• **Work task**:
From the entries below, please output exactly the lines starting at the one containing "Target: utility pole" and ending at the one containing "of the snow-laden", both included.

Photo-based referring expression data
....................

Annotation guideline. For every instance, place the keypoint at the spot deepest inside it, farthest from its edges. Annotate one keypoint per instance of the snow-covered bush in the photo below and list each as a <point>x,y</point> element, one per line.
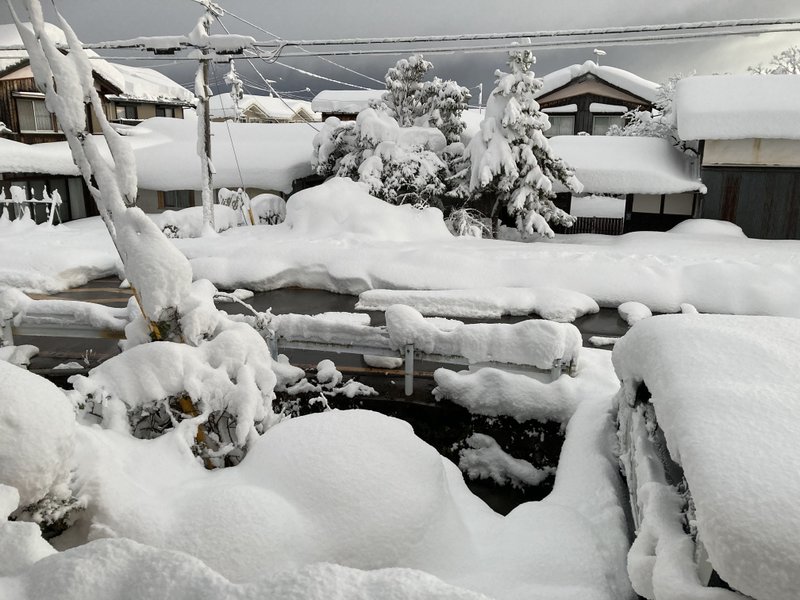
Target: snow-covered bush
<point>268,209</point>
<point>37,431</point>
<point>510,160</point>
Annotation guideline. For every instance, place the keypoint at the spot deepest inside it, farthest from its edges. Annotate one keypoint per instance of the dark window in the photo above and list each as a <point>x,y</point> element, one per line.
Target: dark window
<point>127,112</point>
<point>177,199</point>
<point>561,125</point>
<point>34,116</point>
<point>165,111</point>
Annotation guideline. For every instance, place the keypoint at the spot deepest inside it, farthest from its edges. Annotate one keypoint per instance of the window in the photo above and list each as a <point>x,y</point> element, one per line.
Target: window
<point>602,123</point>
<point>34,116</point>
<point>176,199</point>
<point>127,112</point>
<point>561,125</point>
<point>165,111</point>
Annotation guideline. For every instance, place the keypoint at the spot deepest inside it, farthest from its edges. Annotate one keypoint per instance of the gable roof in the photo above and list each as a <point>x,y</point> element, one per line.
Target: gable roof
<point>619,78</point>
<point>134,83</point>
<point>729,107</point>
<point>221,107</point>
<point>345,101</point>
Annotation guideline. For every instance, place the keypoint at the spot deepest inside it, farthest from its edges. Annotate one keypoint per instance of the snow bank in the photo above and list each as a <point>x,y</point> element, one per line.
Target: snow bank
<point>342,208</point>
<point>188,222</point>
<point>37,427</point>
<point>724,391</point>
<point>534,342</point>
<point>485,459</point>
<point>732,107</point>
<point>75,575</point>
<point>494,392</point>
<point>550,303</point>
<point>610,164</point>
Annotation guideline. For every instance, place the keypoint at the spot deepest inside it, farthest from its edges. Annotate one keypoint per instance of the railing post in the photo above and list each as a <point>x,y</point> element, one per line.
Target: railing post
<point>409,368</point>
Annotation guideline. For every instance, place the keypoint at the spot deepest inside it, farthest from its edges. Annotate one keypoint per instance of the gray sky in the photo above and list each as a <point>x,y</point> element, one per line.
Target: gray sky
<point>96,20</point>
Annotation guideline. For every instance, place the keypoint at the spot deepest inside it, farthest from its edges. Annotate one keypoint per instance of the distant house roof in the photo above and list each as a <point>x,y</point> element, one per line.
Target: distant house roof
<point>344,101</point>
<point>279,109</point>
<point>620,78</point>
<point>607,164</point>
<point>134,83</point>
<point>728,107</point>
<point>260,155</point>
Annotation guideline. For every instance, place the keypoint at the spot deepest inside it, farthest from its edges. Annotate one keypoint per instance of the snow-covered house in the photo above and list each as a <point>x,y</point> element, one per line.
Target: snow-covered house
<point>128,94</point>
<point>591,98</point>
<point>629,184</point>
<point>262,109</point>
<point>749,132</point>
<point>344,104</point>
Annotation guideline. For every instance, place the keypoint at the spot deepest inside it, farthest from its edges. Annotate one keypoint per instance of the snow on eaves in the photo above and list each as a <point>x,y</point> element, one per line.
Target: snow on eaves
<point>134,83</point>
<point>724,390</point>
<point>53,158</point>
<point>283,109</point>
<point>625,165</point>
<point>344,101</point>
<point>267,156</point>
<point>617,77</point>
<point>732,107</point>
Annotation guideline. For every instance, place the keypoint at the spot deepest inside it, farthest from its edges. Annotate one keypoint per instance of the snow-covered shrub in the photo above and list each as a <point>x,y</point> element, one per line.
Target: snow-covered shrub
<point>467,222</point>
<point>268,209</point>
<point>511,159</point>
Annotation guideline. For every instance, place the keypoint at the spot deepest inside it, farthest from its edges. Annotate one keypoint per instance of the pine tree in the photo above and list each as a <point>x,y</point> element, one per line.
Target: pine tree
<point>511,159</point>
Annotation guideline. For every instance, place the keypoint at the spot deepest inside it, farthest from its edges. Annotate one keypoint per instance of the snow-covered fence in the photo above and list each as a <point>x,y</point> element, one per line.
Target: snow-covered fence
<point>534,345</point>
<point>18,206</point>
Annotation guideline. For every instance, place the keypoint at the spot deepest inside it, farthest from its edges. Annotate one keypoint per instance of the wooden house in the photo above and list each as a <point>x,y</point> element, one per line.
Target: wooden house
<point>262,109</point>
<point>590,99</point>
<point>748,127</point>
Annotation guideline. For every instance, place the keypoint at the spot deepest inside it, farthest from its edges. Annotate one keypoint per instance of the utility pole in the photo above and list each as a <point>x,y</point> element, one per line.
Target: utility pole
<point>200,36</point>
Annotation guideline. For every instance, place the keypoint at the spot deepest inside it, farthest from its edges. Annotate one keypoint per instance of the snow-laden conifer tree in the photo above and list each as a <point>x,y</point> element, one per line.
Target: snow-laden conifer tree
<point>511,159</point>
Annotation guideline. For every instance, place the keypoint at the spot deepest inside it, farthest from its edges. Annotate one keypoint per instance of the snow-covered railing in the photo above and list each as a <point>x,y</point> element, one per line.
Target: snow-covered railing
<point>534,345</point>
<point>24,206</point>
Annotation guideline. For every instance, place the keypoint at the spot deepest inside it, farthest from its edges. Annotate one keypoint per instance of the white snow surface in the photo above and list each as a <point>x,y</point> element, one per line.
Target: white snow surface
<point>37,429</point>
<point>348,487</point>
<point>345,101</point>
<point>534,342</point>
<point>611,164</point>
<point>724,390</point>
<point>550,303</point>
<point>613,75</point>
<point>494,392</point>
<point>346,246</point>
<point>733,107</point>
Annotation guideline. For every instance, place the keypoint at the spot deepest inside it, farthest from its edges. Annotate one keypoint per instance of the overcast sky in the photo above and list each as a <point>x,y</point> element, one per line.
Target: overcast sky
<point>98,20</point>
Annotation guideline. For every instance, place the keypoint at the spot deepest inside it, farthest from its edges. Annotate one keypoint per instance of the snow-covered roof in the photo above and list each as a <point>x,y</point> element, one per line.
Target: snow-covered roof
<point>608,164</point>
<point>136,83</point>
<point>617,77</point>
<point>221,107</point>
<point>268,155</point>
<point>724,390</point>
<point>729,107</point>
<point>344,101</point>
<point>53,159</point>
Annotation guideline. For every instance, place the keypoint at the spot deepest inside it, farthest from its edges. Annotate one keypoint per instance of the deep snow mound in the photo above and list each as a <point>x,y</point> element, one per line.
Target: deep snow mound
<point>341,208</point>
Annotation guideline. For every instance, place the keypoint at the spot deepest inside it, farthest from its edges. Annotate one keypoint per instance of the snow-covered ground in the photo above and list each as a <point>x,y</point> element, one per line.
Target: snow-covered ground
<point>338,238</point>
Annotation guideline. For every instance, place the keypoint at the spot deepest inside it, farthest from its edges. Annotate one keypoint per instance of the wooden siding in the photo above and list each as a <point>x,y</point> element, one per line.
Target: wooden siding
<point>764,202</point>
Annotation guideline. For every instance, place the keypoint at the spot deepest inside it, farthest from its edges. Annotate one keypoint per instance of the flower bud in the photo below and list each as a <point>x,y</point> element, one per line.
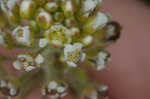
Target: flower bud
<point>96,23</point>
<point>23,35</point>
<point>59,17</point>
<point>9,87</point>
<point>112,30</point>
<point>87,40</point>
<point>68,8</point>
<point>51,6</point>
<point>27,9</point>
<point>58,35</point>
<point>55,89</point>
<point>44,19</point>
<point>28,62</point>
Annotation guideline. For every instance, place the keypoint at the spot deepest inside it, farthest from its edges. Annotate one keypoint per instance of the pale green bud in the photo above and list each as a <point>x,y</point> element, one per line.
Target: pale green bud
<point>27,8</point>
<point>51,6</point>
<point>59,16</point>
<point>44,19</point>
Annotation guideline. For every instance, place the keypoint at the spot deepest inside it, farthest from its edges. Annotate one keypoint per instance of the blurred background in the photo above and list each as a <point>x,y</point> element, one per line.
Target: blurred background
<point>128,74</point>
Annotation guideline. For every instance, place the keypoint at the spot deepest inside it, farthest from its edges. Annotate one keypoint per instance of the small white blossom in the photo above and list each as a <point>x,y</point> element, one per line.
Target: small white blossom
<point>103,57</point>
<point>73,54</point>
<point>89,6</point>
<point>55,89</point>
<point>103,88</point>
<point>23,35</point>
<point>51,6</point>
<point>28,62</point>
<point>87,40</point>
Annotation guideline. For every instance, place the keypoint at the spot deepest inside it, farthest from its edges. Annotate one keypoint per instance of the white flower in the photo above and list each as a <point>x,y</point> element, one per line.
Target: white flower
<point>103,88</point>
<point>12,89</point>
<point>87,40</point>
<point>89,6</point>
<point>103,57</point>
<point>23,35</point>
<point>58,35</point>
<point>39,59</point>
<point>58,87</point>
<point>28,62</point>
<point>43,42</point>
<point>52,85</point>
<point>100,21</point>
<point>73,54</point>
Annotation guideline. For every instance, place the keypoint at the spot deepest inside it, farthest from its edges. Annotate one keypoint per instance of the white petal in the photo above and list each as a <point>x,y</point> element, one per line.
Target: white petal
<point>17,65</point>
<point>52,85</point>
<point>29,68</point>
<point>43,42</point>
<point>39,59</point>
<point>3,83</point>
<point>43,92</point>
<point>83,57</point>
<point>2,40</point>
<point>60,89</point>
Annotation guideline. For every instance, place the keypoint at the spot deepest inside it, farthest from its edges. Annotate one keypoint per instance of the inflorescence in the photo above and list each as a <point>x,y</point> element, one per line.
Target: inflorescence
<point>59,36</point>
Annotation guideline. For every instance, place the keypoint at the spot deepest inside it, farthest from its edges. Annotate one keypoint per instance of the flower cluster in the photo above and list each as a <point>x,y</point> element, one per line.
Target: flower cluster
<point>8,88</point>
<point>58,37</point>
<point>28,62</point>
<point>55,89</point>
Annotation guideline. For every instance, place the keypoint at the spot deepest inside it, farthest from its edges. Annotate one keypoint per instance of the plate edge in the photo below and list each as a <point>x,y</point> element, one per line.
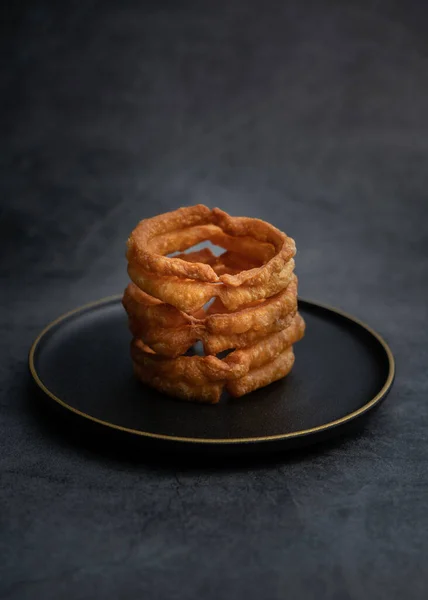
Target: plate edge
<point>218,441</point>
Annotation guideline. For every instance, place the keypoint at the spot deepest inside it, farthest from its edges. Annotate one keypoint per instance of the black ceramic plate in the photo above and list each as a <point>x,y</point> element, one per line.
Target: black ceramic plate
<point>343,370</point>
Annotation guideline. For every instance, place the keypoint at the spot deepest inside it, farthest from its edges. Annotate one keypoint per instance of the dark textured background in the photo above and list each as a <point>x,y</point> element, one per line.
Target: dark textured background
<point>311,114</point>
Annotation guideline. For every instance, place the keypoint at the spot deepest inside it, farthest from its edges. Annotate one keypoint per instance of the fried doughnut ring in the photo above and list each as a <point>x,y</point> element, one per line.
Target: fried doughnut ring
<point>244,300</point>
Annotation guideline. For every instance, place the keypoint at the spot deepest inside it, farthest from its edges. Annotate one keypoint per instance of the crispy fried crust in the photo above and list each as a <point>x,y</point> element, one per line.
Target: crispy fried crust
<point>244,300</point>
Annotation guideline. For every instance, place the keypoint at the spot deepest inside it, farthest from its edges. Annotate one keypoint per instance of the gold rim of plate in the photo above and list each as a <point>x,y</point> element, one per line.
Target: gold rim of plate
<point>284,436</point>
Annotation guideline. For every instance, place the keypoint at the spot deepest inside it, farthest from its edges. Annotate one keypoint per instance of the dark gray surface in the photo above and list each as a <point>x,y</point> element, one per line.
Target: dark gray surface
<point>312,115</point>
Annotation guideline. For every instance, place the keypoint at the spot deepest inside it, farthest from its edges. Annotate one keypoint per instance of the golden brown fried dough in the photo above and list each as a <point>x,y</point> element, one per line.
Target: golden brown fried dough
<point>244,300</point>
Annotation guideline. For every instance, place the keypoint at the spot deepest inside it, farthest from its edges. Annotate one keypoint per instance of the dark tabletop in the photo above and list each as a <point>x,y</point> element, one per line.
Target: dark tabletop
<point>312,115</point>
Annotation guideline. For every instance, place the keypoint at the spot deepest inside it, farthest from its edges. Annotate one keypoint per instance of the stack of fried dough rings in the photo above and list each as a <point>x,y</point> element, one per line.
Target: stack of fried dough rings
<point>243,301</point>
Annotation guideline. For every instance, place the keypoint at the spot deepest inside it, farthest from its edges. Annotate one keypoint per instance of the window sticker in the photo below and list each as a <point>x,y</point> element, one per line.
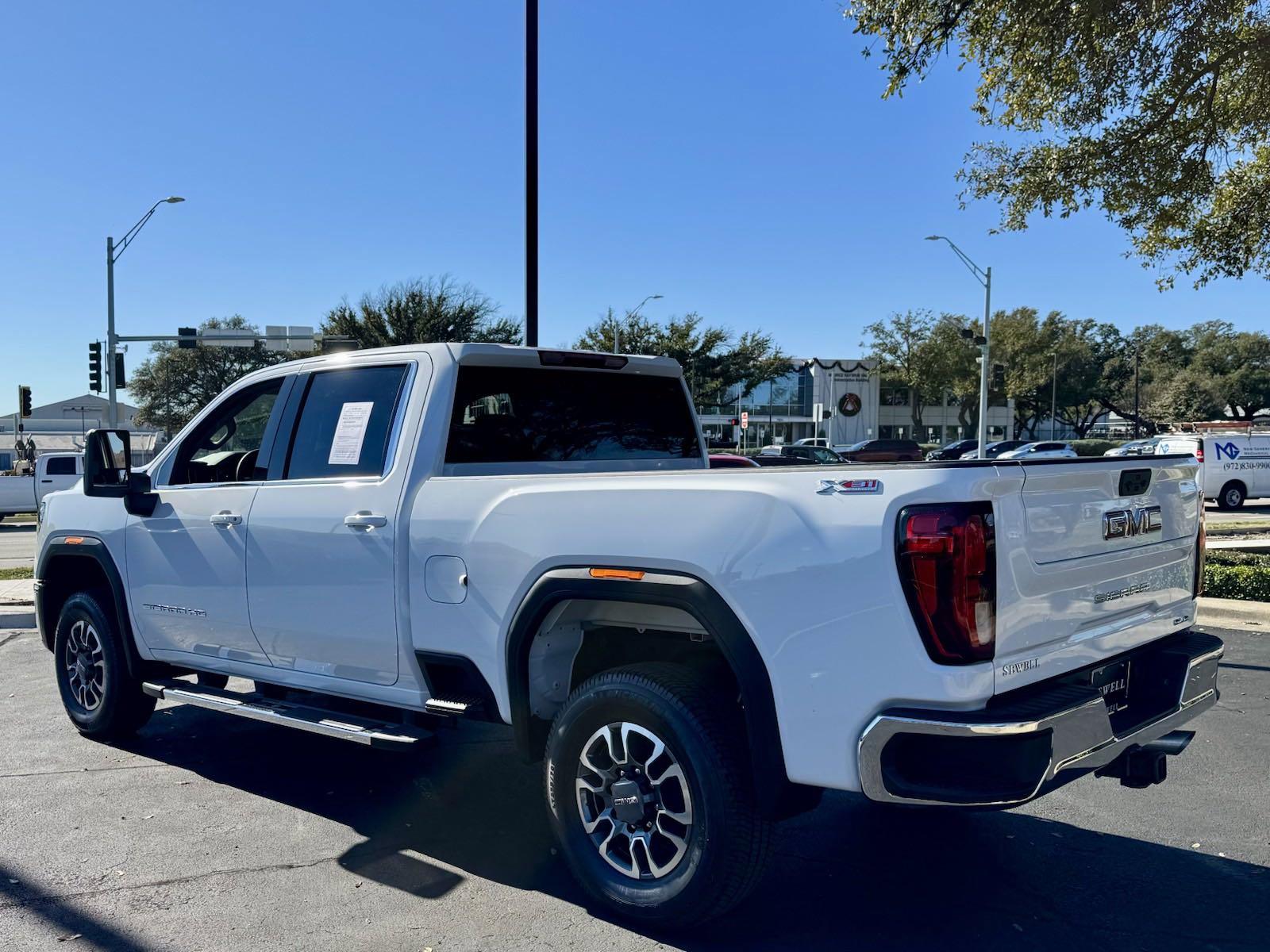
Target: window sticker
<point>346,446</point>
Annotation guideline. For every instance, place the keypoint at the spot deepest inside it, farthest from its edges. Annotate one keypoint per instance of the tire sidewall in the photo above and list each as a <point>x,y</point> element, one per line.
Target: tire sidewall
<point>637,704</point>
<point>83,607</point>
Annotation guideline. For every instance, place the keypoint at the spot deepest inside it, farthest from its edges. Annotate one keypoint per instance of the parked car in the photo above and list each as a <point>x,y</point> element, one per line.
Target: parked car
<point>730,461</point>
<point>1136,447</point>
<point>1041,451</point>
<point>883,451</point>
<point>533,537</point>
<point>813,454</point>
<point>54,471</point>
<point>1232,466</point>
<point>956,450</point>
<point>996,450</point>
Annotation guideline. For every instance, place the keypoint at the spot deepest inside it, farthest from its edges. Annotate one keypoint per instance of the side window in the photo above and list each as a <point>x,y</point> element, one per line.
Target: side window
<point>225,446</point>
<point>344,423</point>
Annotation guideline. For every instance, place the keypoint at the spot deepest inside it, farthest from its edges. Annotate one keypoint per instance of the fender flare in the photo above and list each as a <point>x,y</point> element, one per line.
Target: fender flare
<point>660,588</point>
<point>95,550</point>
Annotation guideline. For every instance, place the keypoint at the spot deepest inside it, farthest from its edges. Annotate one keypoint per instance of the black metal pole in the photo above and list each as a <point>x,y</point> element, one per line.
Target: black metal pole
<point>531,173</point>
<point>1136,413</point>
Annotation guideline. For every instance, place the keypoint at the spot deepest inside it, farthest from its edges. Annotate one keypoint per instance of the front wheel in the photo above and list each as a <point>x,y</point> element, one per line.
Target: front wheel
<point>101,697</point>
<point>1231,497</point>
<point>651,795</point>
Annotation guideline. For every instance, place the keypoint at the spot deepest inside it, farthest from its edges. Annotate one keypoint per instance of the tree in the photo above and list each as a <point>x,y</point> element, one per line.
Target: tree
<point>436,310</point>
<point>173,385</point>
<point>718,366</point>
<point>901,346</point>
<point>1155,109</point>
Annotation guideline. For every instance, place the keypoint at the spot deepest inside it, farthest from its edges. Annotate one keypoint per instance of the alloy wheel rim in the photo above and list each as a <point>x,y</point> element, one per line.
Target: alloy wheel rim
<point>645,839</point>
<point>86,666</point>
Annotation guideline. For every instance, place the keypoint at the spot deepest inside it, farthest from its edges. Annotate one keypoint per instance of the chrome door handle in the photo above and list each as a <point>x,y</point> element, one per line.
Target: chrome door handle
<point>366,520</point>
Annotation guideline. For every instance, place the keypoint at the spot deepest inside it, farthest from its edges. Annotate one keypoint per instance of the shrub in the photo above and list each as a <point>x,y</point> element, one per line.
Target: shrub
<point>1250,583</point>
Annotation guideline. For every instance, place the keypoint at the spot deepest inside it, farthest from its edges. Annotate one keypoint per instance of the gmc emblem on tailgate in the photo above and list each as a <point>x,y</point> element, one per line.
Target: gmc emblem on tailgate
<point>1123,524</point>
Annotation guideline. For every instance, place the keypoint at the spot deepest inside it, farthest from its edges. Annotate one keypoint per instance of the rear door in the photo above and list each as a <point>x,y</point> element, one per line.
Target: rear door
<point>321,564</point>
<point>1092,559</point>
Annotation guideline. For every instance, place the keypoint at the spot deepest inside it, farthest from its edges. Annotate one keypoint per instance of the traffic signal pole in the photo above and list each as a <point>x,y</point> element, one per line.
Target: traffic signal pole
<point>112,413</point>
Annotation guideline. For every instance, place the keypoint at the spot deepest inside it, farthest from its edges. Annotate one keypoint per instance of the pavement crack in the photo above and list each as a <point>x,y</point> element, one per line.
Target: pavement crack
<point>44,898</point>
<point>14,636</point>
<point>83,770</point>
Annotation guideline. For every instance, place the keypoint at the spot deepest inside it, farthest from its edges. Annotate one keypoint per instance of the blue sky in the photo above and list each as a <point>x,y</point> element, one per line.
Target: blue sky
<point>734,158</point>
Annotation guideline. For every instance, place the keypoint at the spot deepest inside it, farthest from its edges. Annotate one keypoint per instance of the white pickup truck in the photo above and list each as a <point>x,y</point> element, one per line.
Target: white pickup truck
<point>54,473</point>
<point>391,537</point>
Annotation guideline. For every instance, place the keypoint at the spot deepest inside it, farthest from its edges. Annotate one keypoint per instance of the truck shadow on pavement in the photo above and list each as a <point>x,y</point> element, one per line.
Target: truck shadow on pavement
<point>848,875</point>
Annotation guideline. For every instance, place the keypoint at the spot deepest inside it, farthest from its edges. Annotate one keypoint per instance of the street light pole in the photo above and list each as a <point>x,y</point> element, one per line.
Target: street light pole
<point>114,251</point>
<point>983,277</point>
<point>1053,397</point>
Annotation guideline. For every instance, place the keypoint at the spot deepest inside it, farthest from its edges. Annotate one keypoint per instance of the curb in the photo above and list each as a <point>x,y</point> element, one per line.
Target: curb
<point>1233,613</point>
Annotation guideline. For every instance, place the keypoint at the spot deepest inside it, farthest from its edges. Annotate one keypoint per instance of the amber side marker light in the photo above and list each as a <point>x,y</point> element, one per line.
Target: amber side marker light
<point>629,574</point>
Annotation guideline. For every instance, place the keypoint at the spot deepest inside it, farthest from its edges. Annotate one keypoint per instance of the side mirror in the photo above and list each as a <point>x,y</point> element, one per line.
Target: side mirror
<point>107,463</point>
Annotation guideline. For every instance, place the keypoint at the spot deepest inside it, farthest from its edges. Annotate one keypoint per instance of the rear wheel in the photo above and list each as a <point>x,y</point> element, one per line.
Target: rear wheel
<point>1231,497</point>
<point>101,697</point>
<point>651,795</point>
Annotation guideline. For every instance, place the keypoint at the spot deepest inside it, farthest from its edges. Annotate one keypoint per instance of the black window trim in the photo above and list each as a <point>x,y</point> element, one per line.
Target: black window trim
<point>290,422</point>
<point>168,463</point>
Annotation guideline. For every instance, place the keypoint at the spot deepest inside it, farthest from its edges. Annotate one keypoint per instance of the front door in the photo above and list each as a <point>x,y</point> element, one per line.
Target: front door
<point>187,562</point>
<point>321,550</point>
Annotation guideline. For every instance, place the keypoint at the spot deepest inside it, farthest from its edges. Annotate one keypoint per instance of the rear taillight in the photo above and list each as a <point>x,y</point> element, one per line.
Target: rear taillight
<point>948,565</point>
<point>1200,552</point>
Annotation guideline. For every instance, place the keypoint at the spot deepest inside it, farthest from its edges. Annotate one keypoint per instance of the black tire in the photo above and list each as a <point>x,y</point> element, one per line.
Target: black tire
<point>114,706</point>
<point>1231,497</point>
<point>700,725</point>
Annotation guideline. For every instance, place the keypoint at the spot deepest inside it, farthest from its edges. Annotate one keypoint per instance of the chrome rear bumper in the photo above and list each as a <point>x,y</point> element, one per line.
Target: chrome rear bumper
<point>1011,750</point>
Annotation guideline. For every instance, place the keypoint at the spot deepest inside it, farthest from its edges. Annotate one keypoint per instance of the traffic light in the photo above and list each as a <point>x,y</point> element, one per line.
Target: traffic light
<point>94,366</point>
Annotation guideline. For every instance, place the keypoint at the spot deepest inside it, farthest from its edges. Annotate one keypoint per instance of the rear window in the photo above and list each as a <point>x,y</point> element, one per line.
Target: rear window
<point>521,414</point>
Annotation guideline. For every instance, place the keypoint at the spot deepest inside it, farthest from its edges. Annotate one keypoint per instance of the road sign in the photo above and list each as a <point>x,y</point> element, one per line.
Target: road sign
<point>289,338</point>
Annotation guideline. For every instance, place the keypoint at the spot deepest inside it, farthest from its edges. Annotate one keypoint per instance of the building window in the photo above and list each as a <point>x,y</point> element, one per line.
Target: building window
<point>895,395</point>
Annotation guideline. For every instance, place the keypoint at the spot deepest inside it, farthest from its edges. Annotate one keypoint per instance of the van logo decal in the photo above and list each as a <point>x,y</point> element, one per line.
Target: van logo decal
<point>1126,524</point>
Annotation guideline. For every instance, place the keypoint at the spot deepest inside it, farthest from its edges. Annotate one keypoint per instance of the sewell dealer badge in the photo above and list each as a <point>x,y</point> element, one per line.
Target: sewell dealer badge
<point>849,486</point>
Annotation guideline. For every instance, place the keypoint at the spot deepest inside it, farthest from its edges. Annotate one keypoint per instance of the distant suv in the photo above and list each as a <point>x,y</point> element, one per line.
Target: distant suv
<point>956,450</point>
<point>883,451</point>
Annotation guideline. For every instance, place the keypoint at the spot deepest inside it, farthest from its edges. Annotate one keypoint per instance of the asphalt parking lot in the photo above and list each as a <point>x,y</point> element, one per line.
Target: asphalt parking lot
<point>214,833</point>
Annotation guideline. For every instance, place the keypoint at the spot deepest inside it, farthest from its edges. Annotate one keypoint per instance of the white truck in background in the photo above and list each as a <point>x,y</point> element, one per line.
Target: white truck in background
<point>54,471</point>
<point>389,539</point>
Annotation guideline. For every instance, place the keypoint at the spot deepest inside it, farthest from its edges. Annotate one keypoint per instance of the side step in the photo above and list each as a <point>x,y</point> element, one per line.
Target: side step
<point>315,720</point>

....................

• **Result of the task**:
Target: utility pole
<point>200,36</point>
Annotation guideline. For every instance, place the keypoint at the spot deepest inside it, farthest from its edges. Annotate one keypoint per instance of the snow-laden conifer tree in the photo above and list each as a <point>x,y</point> element, one per line.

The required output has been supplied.